■ 提示文 ■
12位:湘南ベルマーレ→ 最後の最後で何とかJ1残留を果たした湘南は曹貴裁監督のパワハラ問題で揺れた1年だった。曹貴裁監督を慕っていた選手は多いので「主力が大量に流出するのでは?」と言われていたが意外と静かなオフになっている。主力で流出したのはMF杉岡(→鹿島)とFW山崎凌(→名古屋)とDF山根視(→川崎F)の3人くらい。広島が興味を示したDF坂圭祐の残留も有力視されているので草刈り場にはならなかった。
その一方でMFタリク(AIKソルナ)、MF三幸(山口)、DF馬渡(川崎F)、DF大岩(仙台)、MF岩崎(札幌)、MF茨田(大宮)、MF福田晃(湘南)、GK谷(G大阪)などの獲得に成功した。力のある選手や将来性の高い選手を獲得できている。MF杉岡が抜けた左WBは高卒2年目となるMF鈴木冬がいるので穴は埋まるだろう。もともとはアタッカーの選手なのでMF杉岡よりも攻撃力は高い。東京五輪出場も十分に狙えるだろう。
注目が集まるのは現役のノルウェー代表のMFタリクだろう。そこまで大きな話題にはなっていないが相当な実力者である。2列目で起用されると思うが攻撃の中心になる可能性が高い。心配されるのはフォワード陣になる。もともとJ1レベルで考えると脆弱だったがFW山崎凌が抜けたことでさらに脆弱になった。FWクリスランは退団の可能性が出ており、FW若月(桐生第一高)は湘南でプレーしない可能性が高まっている。

■ 提示資料 ■
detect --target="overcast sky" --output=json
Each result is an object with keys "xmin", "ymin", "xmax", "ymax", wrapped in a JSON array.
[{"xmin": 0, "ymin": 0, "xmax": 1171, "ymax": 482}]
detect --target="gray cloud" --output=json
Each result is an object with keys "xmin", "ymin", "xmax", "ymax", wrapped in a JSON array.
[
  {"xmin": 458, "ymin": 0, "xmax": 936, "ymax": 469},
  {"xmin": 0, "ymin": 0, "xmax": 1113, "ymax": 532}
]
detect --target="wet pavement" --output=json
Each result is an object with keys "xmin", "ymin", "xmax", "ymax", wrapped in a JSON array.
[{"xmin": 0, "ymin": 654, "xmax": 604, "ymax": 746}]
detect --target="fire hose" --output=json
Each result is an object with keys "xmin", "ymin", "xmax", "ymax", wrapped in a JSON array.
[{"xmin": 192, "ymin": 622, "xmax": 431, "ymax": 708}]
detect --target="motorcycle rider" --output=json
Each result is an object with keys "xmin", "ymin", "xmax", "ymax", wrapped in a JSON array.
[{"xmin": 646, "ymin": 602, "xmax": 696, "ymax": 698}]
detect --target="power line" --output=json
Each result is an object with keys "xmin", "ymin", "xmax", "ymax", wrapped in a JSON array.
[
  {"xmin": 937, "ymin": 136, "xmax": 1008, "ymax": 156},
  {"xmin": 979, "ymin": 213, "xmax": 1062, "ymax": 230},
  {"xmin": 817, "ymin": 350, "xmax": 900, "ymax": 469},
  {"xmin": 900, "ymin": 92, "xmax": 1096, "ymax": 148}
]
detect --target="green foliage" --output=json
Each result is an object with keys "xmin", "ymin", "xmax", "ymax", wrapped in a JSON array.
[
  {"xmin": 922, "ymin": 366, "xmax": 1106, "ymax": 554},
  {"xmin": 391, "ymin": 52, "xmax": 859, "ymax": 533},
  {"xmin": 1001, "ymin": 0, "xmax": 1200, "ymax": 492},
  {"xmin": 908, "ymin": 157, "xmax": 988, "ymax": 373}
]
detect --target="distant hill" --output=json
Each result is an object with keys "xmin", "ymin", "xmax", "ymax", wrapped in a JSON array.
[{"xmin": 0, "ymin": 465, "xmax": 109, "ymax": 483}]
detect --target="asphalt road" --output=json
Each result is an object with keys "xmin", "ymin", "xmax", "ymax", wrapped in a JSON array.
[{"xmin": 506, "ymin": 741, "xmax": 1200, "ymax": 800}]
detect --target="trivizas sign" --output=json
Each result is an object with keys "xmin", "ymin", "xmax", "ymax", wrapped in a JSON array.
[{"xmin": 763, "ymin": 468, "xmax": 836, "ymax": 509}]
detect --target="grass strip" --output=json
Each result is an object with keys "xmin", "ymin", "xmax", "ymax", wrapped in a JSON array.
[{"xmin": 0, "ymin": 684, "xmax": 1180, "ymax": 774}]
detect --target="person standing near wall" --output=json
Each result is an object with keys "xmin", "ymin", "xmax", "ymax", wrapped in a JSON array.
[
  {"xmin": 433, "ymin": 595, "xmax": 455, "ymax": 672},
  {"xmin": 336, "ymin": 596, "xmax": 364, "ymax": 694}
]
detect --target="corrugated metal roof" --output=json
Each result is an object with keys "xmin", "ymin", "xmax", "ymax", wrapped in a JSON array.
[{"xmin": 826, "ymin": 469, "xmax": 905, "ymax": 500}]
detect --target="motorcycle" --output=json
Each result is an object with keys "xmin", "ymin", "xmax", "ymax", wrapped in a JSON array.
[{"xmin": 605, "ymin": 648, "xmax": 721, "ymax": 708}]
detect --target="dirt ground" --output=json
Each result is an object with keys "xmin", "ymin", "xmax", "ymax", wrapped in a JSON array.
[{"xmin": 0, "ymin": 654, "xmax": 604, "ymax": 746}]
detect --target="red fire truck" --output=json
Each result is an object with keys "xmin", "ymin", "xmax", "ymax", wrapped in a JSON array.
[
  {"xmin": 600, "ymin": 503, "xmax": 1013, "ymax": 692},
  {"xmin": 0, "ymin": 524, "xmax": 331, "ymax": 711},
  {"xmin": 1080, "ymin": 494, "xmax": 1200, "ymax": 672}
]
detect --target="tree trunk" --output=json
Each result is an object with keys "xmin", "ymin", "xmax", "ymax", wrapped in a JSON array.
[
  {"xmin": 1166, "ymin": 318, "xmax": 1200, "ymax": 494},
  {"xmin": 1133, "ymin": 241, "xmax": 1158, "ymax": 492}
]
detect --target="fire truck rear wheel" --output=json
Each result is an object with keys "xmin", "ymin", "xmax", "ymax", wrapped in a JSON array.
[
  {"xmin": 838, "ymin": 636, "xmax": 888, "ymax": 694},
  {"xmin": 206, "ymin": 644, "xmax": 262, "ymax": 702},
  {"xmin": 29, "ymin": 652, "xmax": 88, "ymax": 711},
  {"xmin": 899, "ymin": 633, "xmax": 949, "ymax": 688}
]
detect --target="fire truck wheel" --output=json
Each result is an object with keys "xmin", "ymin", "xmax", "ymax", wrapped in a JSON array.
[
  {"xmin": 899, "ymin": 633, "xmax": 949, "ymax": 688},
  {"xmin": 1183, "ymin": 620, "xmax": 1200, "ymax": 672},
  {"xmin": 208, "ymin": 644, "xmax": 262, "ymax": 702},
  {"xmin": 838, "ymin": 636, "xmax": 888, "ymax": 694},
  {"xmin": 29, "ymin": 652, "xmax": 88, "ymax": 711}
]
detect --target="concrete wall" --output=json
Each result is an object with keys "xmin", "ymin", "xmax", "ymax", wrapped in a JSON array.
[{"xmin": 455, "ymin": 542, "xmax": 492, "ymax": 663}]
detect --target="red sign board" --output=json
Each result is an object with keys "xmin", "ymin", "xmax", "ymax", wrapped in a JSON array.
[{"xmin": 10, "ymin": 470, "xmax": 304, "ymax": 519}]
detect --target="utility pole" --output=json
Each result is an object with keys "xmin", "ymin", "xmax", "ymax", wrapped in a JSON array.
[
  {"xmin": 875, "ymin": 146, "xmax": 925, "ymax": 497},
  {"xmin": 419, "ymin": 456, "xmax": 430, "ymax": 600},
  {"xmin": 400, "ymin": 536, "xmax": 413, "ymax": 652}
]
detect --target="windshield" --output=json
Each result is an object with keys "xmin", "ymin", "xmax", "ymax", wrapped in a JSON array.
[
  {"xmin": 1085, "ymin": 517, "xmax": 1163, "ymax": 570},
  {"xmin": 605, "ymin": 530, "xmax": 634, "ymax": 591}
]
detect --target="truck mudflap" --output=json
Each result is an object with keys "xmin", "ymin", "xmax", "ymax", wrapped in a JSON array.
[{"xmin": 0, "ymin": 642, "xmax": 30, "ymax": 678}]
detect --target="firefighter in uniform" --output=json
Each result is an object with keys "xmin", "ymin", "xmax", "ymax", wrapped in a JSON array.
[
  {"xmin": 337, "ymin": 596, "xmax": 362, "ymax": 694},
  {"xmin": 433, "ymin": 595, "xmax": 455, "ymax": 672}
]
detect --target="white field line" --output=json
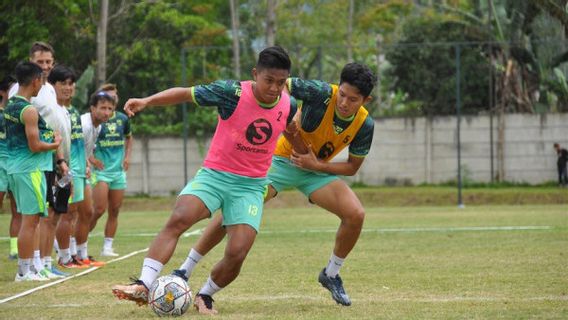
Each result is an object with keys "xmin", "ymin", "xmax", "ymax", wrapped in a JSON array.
[
  {"xmin": 0, "ymin": 226, "xmax": 553, "ymax": 241},
  {"xmin": 0, "ymin": 248, "xmax": 148, "ymax": 304},
  {"xmin": 220, "ymin": 294, "xmax": 568, "ymax": 303}
]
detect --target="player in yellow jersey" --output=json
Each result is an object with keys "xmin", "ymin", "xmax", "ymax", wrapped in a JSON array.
[{"xmin": 174, "ymin": 63, "xmax": 376, "ymax": 306}]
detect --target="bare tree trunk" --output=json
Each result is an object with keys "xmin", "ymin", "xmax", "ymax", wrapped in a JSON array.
[
  {"xmin": 97, "ymin": 0, "xmax": 108, "ymax": 87},
  {"xmin": 497, "ymin": 59, "xmax": 515, "ymax": 182},
  {"xmin": 375, "ymin": 33, "xmax": 384, "ymax": 111},
  {"xmin": 347, "ymin": 0, "xmax": 355, "ymax": 62},
  {"xmin": 266, "ymin": 0, "xmax": 276, "ymax": 47},
  {"xmin": 229, "ymin": 0, "xmax": 241, "ymax": 79}
]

■ 演習課題 1 ■
湘南ベルマーレの文章にある「注目が集まるのは現役のノルウェー代表のMFタリクだろう。」という文を英語に訳してください。
■ 演習課題 2 ■
湘南ベルマーレの文章を、最後の文の後から続けて書いてください。

■ 最終結果 1 ■
The player drawing the most attention will probably be MF Tariq, a current Norway international.

■ 最終結果 2 ■
11位:ガンバ大阪→ DF奈良(川崎F→鹿島)やMF和泉(名古屋→鹿島)やMF仲間(岡山→柏)やDF熊本(山形)やDF坂圭祐(湘南)やMF朱世鐘(FCソウル)やなどが獲得候補に挙がったがDF奈良とMF和泉とMF仲間は別のクラブへの移籍を決断。DF熊本は残留が決まって、DF坂圭祐も残留濃厚。韓国代表のMF朱世鐘についてはまだ獲得の可能性が残っているが難しそうだ。狙っていた選手の獲得の交渉が上手くいかないケースが目立つ。
ブランド力の低下を感じるオフになっているが争奪戦になったMF小野瀬の引き止めに成功したのは良かった。今オフ最大のニュースと言える。海外移籍の話が浮上したCBのDF三浦弦も現状では残留濃厚。その他の主力もほぼ残留が決まっているので「主力の流出は全くなさそうな状況になっている。」と言える。MF小野瀬の引き止めに成功したことで同じようなメンバーで新シーズンを戦うことが濃厚になった。
加入が決まったのはMF小野裕(鳥栖)とDF新里(磐田)になる。中盤は若い選手も多くてどこまで出場機会が得られるのか?は分からないがMF小野裕は技術の高い選手なのでG大阪のサッカーにハマる可能性はある。CBの控えが手薄だったことを考えるとDF新里(磐田)を獲得できたのは良かった。MF高木彰(山形→松本山雅)、GK谷(→湘南)、MF高宇洋(山口)などが期限付き移籍の道を選択したが悪くない決断と言える。
10位:サンフレッチェ広島→ 6位とまずまずの成績を残した広島も静かなオフになった。主力の流出は最小限にとどまったがボランチのMF稲垣(→名古屋)が流出した。中盤の軸になっていた選手なのでショックは大きいが五輪代表のMF松本泰がサブに控えている。「MF松本泰がいるので大丈夫」という考え方は出来る。MF青山敏がいて、MF川辺やMF柴崎晃やMF野津田をボランチで使うことも出来るので大きな問題にはならないだろう。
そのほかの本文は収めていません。